##### Selection
The busy entertainment journalist applies old-fashioned family rules to excel in the digital age.

Ben Lyons gives Jennifer Lawrence of The Hunger Games as a prime example of how he aims to be the best in the biz.

“When a movie like that comes out,” he says, “Jennifer Lawrence will do 500-1000 interviews, if you add them up over a month. But for someone like me, it’s like, how do I stand out? How do I get them to give me a genuine answer?”

Fair questions for this entertainment journalist, who is currently on-camera for Extra and working for Russell Simmons’ hot website, The Global Grind. It’s in his blood: his grandfather was the legendary Leonard Lyons, whose man-about-town New York Post column, “The Lyons Den,” ran for 40 years and 12,000 columns. His father is the respected film and theater critic Jeffery Lyons.
##########
##### Data
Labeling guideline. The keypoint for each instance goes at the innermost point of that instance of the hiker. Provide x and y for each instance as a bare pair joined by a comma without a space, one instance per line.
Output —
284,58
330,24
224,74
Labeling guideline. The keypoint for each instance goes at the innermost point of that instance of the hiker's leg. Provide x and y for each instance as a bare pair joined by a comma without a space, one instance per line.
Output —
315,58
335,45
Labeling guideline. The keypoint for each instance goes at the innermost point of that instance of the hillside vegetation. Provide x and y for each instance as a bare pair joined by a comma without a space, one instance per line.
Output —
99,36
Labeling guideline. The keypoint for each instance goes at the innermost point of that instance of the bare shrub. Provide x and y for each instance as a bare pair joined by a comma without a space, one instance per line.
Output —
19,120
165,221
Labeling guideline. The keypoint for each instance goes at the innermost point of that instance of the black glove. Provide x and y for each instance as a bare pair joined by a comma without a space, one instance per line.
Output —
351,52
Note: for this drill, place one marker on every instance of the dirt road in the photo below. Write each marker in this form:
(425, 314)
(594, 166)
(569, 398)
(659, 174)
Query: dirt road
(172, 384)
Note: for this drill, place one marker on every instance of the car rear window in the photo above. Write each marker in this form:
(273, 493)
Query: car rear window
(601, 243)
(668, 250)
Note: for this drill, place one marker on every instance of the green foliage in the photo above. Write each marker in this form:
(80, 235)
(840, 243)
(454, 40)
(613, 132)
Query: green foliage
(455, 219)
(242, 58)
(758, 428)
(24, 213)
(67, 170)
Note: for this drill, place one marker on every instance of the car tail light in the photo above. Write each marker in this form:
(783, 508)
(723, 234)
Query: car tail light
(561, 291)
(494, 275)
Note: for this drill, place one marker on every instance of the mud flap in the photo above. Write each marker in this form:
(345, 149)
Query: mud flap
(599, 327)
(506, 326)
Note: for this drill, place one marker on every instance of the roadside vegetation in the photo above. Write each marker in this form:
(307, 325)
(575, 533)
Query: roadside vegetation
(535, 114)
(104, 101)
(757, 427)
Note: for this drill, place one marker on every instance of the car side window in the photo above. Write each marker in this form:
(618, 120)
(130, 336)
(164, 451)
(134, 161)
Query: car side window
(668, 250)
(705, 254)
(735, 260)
##########
* [Exercises]
**1.** List every person named by full name in the Ben Lyons profile.
**2.** Return the part of the Ben Lyons profile that opens with the words containing "The busy entertainment" and closes with "in the biz.".
**3.** Write the next part of the Ben Lyons profile, picking up after its last sentence.
None of the items are needed for this work.

* [Final results]
**1.**
Ben Lyons
Jennifer Lawrence
Russell Simmons
Leonard Lyons
Jeffery Lyons

**2.**
The busy entertainment journalist applies old-fashioned family rules to excel in the digital age.

Ben Lyons gives Jennifer Lawrence of The Hunger Games as a prime example of how he aims to be the best in the biz.

**3.**
“I learned from my dad the value of research,” he says. “It’s by doing your homework and being professional and honest, to ask that one question that [celebs like Jennifer Lawrence] are not going to hear anywhere else. They’ll stop for a second and they won’t give you the stock answer. It’s just being comfortable and honest in the moment. A good way to do that is by doing your homework. I really pride myself on that, to be the most prepared and the most well-researched person at the interview.”


Ben Lyons


He was born and raised in New York and was a fanatic for sports and hip-hop. And, of course, movies.

“I grew up in a house where movies were respected and revered,” he says. “I would want to watch the latest Adam Sandler movie, but Dad would say, ‘that’s fine, but let’s watch a Hitchcock movie too.’ So, I grew up as a normal kid watching what normal kids do, but at the same time falling in love with Hitchcock and Coppola. I was watching a lot of stuff that probably a lot of kids wouldn’t look out for.”

He calls LA his home base now, where he has taken up the very un-New-York-like golf. And yet, he’s learned quickly that these days, the job is on the road. He just returned from the London set of the new Ron Howard movie, Rush. He’s also produced a short film called Alekezam, about jazz icon Hugh Masekela and his son, which is being featured at New York’s Tribeca Film Festival.

Yet, although times and technology change, Lyons stays true to the beat and the high standards of his famous grandfather.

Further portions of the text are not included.